EXERCISE:
Return the part of the listing below that begins with the line containing "For the benchmark, mark every instance of the man in" and continues through the last line of the listing, both included, as a JSON list of strings. Give one string per line and leave out blank lines.

MATERIAL FOR THIS TASK:
::::::

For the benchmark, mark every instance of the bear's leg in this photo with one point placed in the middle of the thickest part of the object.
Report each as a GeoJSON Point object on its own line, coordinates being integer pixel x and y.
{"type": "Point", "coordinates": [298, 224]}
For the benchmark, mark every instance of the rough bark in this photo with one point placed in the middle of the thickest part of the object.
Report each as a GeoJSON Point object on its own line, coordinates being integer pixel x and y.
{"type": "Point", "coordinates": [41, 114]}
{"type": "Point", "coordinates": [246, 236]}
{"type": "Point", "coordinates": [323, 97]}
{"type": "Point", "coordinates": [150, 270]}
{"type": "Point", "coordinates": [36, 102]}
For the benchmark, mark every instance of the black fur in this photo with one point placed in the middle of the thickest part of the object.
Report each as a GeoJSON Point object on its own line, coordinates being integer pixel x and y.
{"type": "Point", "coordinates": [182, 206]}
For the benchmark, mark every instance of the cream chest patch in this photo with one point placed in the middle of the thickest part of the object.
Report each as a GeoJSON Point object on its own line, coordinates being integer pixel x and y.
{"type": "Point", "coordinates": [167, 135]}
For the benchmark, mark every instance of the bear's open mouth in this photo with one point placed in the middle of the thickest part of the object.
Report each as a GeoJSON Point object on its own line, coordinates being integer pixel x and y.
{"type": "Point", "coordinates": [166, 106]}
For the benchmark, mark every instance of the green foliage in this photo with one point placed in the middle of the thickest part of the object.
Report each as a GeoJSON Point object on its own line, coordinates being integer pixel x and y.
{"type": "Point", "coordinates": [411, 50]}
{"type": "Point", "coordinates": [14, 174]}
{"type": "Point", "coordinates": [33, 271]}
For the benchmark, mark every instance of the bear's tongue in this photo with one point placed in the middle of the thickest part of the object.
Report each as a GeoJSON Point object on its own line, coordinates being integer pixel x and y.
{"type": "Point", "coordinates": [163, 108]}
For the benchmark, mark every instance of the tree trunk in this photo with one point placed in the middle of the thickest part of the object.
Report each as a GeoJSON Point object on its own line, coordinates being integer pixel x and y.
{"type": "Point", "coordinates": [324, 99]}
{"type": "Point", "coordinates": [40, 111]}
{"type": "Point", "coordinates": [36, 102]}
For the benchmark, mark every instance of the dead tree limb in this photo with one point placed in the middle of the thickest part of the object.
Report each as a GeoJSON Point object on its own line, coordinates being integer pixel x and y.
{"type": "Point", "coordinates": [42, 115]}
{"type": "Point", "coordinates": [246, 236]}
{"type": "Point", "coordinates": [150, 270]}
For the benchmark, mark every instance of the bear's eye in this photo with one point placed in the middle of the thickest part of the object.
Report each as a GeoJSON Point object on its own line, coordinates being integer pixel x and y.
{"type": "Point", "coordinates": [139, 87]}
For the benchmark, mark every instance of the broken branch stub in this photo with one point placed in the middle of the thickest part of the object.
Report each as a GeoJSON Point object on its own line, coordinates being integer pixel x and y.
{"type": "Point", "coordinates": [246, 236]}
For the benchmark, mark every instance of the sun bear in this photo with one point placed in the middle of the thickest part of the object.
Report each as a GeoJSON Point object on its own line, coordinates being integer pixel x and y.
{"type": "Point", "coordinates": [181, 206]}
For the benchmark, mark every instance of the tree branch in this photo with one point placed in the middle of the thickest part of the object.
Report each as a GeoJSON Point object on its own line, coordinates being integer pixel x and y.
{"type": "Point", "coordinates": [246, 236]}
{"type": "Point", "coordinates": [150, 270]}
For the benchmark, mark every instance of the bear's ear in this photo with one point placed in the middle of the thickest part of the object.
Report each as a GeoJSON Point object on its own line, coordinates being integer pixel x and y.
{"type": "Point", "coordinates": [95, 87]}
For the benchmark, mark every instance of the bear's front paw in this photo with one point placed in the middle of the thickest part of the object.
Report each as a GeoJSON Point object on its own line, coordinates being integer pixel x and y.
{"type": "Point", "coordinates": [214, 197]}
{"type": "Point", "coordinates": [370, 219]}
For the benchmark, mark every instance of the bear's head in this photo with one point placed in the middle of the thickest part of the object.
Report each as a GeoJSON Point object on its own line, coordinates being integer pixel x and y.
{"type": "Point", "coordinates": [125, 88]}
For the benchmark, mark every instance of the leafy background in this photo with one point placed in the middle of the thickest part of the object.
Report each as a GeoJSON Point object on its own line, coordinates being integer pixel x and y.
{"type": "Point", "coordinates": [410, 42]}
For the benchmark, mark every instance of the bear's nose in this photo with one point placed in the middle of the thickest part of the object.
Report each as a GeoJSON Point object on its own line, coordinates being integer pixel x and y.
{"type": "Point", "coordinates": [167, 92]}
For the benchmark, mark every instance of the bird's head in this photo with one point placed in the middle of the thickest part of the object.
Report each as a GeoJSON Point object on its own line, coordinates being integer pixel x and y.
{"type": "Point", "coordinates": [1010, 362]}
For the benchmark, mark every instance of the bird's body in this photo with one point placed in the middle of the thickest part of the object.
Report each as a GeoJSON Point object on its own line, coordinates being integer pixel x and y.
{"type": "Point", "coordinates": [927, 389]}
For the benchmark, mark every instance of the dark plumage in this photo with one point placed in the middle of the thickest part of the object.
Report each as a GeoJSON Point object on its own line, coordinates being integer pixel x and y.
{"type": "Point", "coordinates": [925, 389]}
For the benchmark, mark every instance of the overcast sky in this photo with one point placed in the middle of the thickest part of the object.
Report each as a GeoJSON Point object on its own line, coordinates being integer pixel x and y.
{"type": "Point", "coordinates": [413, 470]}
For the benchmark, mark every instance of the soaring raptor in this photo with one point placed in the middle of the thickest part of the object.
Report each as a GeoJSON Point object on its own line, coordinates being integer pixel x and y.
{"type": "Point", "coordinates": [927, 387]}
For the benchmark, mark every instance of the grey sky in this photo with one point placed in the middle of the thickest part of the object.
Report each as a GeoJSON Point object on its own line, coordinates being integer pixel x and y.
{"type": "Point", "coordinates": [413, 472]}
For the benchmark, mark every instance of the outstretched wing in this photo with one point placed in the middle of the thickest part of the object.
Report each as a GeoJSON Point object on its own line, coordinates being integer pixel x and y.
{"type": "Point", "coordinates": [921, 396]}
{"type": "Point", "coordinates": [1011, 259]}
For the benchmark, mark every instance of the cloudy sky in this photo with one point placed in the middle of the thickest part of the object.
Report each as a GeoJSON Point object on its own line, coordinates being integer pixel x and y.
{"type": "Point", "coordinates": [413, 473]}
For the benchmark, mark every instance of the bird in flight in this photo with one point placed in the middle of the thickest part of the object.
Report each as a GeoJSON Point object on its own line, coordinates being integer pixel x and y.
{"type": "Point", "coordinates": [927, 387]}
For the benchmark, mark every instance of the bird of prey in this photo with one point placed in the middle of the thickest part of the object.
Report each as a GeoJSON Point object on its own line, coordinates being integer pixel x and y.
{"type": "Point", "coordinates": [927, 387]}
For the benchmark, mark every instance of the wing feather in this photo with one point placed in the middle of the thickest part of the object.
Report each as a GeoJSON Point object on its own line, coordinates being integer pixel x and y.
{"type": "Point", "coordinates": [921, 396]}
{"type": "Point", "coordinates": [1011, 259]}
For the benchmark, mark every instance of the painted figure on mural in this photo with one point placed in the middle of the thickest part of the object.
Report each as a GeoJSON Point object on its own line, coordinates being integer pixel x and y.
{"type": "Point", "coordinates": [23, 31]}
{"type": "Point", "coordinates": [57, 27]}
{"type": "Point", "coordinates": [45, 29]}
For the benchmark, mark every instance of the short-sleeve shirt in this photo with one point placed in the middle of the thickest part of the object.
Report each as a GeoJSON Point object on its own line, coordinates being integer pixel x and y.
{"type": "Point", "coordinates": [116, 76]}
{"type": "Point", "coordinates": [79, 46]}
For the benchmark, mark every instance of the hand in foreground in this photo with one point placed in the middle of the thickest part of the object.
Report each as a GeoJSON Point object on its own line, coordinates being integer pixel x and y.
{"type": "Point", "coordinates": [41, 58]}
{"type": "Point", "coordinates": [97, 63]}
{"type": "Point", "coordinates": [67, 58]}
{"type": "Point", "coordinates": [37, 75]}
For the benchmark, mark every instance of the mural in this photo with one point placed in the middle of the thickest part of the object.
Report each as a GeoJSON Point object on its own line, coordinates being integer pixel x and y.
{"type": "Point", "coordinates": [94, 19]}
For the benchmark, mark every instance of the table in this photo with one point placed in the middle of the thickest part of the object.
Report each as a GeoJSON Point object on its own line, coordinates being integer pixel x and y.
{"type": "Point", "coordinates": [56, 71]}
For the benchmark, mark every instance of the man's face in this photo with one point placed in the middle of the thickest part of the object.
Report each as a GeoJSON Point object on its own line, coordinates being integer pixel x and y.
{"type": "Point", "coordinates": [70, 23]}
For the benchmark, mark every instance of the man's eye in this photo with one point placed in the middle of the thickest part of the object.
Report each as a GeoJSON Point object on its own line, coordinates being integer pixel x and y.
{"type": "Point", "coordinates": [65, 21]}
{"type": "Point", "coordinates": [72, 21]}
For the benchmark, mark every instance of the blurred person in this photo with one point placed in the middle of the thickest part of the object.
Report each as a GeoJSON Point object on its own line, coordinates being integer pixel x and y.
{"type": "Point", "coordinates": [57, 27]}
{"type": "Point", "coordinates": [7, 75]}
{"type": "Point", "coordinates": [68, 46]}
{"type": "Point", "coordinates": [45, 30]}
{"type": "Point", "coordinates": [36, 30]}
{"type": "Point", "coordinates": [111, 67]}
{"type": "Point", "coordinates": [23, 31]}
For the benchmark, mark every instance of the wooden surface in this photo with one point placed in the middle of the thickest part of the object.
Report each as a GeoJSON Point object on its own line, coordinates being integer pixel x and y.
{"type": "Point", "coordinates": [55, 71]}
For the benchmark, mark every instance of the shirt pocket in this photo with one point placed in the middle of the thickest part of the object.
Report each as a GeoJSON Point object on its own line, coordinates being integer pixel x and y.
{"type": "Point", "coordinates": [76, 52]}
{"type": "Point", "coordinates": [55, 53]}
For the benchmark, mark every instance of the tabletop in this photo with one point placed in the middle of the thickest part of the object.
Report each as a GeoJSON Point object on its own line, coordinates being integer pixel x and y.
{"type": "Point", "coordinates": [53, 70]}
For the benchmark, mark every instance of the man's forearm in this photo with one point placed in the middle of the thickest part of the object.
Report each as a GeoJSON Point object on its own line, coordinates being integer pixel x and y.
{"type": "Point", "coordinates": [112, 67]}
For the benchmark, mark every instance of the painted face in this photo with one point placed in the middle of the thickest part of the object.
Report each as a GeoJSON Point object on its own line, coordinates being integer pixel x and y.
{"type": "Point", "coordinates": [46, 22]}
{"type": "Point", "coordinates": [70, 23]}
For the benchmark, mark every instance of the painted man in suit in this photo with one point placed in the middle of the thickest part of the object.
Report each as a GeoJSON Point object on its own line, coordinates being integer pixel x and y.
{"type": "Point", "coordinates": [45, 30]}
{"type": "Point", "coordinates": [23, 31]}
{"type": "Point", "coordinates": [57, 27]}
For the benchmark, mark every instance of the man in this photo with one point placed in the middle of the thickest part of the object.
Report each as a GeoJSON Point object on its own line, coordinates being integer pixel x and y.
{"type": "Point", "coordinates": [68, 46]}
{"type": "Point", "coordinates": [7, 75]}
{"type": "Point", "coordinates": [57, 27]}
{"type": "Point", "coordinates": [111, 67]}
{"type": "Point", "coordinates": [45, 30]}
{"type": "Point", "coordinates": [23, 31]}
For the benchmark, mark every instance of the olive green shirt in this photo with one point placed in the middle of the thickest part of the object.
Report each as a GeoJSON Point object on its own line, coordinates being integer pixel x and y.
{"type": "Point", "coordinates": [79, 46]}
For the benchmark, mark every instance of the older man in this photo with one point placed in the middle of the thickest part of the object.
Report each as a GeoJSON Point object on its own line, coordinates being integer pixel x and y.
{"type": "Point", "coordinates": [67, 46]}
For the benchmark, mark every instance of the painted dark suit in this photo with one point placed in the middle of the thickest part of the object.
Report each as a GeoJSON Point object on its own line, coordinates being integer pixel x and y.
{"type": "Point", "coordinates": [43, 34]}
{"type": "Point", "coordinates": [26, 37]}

::::::

SOLUTION:
[
  "For the benchmark, mark every instance of the man in this photo with one point placed in the middle of the thickest part of the object.",
  "Report each as a GeoJSON Point object on its own line, coordinates being integer pixel x and y.",
  "{\"type\": \"Point\", \"coordinates\": [68, 46]}",
  "{\"type\": \"Point\", \"coordinates\": [7, 75]}",
  "{\"type\": \"Point\", \"coordinates\": [57, 27]}",
  "{\"type\": \"Point\", \"coordinates\": [111, 67]}",
  "{\"type\": \"Point\", \"coordinates\": [45, 30]}",
  "{\"type\": \"Point\", \"coordinates\": [23, 31]}",
  "For the benchmark, mark every instance of the olive green shirt in this photo with one point placed in the middle of the thickest part of the object.",
  "Report each as a GeoJSON Point object on its own line, coordinates being integer pixel x and y.",
  "{\"type\": \"Point\", \"coordinates\": [79, 46]}",
  "For the benchmark, mark every instance of the older man in this photo with one point placed in the middle of the thickest part of the object.",
  "Report each as a GeoJSON Point object on its own line, coordinates being integer pixel x and y.",
  "{\"type\": \"Point\", \"coordinates\": [67, 46]}",
  "For the benchmark, mark every instance of the painted dark suit in this photo with one point placed in the middle of the thickest part of the object.",
  "Report each as a GeoJSON Point object on its own line, coordinates being integer pixel x and y.",
  "{\"type\": \"Point\", \"coordinates\": [43, 34]}",
  "{\"type\": \"Point\", \"coordinates\": [26, 37]}"
]